§ **WORK TO COMPLETE**:
Each entry needs to be reproduced verbatim.

§ **DATA RECORDS**:
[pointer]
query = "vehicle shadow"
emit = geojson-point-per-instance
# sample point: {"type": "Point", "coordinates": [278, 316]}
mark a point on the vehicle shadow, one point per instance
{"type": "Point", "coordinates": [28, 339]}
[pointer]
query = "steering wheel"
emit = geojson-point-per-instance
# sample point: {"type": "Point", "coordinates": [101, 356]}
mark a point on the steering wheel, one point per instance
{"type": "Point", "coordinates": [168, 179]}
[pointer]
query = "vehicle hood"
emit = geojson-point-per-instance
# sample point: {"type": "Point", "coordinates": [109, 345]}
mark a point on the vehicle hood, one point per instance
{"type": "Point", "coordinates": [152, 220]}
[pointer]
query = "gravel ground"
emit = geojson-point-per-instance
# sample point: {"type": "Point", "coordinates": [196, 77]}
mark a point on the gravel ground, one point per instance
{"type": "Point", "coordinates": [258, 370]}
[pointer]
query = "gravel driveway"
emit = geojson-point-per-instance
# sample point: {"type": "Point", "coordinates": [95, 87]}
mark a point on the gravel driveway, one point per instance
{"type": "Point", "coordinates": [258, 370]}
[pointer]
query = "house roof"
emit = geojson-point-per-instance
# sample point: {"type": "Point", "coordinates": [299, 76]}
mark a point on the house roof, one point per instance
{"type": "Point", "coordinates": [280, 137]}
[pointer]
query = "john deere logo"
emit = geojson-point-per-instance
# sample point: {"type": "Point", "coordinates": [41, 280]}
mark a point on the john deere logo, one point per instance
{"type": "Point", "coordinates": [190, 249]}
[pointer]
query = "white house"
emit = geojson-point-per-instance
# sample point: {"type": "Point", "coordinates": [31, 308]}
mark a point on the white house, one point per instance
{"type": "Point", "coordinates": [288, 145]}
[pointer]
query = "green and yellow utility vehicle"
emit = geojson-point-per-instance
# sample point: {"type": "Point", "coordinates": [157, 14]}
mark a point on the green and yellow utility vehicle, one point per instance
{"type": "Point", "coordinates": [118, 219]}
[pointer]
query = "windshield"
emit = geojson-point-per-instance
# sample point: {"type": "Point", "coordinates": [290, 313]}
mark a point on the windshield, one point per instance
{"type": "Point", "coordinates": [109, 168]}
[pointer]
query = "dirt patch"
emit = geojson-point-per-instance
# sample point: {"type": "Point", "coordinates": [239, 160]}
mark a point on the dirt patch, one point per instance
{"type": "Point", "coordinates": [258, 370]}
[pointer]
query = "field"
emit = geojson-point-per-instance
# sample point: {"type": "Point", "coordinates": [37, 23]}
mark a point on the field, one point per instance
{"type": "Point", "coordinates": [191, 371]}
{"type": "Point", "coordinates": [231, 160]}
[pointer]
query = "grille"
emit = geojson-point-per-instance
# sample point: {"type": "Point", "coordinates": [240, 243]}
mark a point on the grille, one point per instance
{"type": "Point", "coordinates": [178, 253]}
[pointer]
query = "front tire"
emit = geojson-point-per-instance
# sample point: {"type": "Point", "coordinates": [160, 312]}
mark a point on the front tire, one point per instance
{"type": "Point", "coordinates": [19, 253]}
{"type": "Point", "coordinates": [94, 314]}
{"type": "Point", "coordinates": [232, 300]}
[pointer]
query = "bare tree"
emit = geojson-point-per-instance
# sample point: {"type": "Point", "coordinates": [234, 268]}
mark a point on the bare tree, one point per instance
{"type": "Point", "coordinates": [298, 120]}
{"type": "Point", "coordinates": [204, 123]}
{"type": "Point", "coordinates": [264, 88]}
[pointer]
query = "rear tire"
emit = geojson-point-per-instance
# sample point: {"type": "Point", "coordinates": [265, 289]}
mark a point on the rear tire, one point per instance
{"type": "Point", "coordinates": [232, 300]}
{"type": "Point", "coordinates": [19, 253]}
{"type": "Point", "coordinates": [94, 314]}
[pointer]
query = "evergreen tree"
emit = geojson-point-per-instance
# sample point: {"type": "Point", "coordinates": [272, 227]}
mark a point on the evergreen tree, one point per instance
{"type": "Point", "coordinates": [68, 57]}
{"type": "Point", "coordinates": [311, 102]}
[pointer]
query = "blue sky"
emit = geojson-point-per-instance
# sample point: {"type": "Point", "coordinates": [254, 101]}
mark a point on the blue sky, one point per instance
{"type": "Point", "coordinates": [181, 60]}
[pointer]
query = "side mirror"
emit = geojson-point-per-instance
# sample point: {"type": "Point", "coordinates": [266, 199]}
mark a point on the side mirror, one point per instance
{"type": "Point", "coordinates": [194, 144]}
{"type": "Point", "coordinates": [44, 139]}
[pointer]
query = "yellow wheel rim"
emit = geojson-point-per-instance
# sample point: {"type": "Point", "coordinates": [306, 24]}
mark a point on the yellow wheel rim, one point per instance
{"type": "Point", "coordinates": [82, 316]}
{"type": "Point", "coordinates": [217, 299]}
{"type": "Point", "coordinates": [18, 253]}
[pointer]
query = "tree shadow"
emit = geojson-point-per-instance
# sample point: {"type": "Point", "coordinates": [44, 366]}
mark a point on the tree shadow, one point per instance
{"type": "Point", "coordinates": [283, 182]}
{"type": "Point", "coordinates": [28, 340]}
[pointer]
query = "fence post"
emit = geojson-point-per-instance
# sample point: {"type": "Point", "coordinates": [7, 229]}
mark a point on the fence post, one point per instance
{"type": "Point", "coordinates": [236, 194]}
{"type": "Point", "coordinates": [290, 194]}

§ **ANSWER TO THIS TASK**:
[pointer]
query = "vehicle shadow"
emit = geojson-point-per-instance
# sample point: {"type": "Point", "coordinates": [278, 316]}
mark a point on the vehicle shadow, one point per instance
{"type": "Point", "coordinates": [28, 339]}
[pointer]
query = "steering wheel"
emit = geojson-point-per-instance
# sample point: {"type": "Point", "coordinates": [101, 356]}
mark a point on the steering wheel, one point per instance
{"type": "Point", "coordinates": [168, 179]}
[pointer]
query = "vehicle hood"
emit = geojson-point-per-instance
# sample point: {"type": "Point", "coordinates": [109, 345]}
mark a point on the vehicle hood, one point per instance
{"type": "Point", "coordinates": [152, 220]}
[pointer]
query = "gravel ground"
emit = geojson-point-per-instance
# sample point: {"type": "Point", "coordinates": [196, 77]}
mark a point on the gravel ground, one point per instance
{"type": "Point", "coordinates": [258, 370]}
[pointer]
query = "gravel driveway"
emit = geojson-point-per-instance
# sample point: {"type": "Point", "coordinates": [95, 87]}
mark a point on the gravel driveway, one point per instance
{"type": "Point", "coordinates": [258, 370]}
[pointer]
query = "house roof"
emit = geojson-point-per-instance
# sample point: {"type": "Point", "coordinates": [299, 76]}
mark a point on the house roof, one point per instance
{"type": "Point", "coordinates": [280, 137]}
[pointer]
query = "john deere logo"
emit = geojson-point-per-instance
# sample point: {"type": "Point", "coordinates": [41, 280]}
mark a point on the john deere logo, one point per instance
{"type": "Point", "coordinates": [190, 249]}
[pointer]
query = "white house"
emit = geojson-point-per-instance
# sample point: {"type": "Point", "coordinates": [31, 308]}
mark a point on the white house, one point per instance
{"type": "Point", "coordinates": [288, 145]}
[pointer]
query = "green and yellow utility vehicle"
emit = geojson-point-per-instance
# sample point: {"type": "Point", "coordinates": [157, 14]}
mark a point on the green and yellow utility vehicle, one point per instance
{"type": "Point", "coordinates": [118, 219]}
[pointer]
query = "windshield"
emit = geojson-point-per-instance
# sample point: {"type": "Point", "coordinates": [290, 313]}
mark a point on the windshield, one point per instance
{"type": "Point", "coordinates": [109, 168]}
[pointer]
query = "dirt patch"
emit = geojson-point-per-instance
# sample point: {"type": "Point", "coordinates": [239, 160]}
mark a point on the dirt patch, one point per instance
{"type": "Point", "coordinates": [258, 370]}
[pointer]
query = "field"
emit = geojson-point-per-instance
# sample point: {"type": "Point", "coordinates": [37, 23]}
mark a point on the field, one point per instance
{"type": "Point", "coordinates": [191, 371]}
{"type": "Point", "coordinates": [231, 160]}
[pointer]
query = "grille"
emit = geojson-point-per-instance
# sample point: {"type": "Point", "coordinates": [240, 243]}
mark a point on the grille, one point per instance
{"type": "Point", "coordinates": [178, 253]}
[pointer]
query = "front tire"
emit = geojson-point-per-instance
# sample point: {"type": "Point", "coordinates": [160, 312]}
mark a point on the front tire, one point per instance
{"type": "Point", "coordinates": [19, 253]}
{"type": "Point", "coordinates": [94, 314]}
{"type": "Point", "coordinates": [232, 300]}
[pointer]
query = "bare tree"
emit = geojson-point-per-instance
# sample point: {"type": "Point", "coordinates": [234, 268]}
mark a point on the bare tree, one point per instance
{"type": "Point", "coordinates": [298, 120]}
{"type": "Point", "coordinates": [204, 123]}
{"type": "Point", "coordinates": [264, 88]}
[pointer]
query = "rear tire"
emit = geojson-point-per-instance
# sample point: {"type": "Point", "coordinates": [265, 289]}
mark a point on the rear tire, one point per instance
{"type": "Point", "coordinates": [232, 300]}
{"type": "Point", "coordinates": [19, 253]}
{"type": "Point", "coordinates": [94, 314]}
[pointer]
query = "evergreen tree"
emit = geojson-point-per-instance
# sample point: {"type": "Point", "coordinates": [272, 227]}
mark a point on the evergreen tree, one point per instance
{"type": "Point", "coordinates": [68, 57]}
{"type": "Point", "coordinates": [311, 102]}
[pointer]
query = "blue sky"
emit = geojson-point-per-instance
# sample point: {"type": "Point", "coordinates": [254, 101]}
mark a point on the blue sky, one point per instance
{"type": "Point", "coordinates": [181, 60]}
[pointer]
query = "side mirror"
emit = geojson-point-per-instance
# sample point: {"type": "Point", "coordinates": [266, 199]}
mark a point on the side mirror, one point per instance
{"type": "Point", "coordinates": [194, 144]}
{"type": "Point", "coordinates": [44, 139]}
[pointer]
query = "yellow wheel rim"
emit = geojson-point-per-instance
# sample point: {"type": "Point", "coordinates": [306, 24]}
mark a point on the yellow wheel rim, one point per instance
{"type": "Point", "coordinates": [82, 316]}
{"type": "Point", "coordinates": [217, 299]}
{"type": "Point", "coordinates": [18, 253]}
[pointer]
query = "tree shadow"
emit = geojson-point-per-instance
# sample point: {"type": "Point", "coordinates": [44, 366]}
mark a point on the tree shadow, one point per instance
{"type": "Point", "coordinates": [283, 182]}
{"type": "Point", "coordinates": [28, 340]}
[pointer]
query = "fence post"
emit = geojson-point-per-instance
# sample point: {"type": "Point", "coordinates": [7, 229]}
mark a point on the fence post, one point per instance
{"type": "Point", "coordinates": [236, 194]}
{"type": "Point", "coordinates": [290, 194]}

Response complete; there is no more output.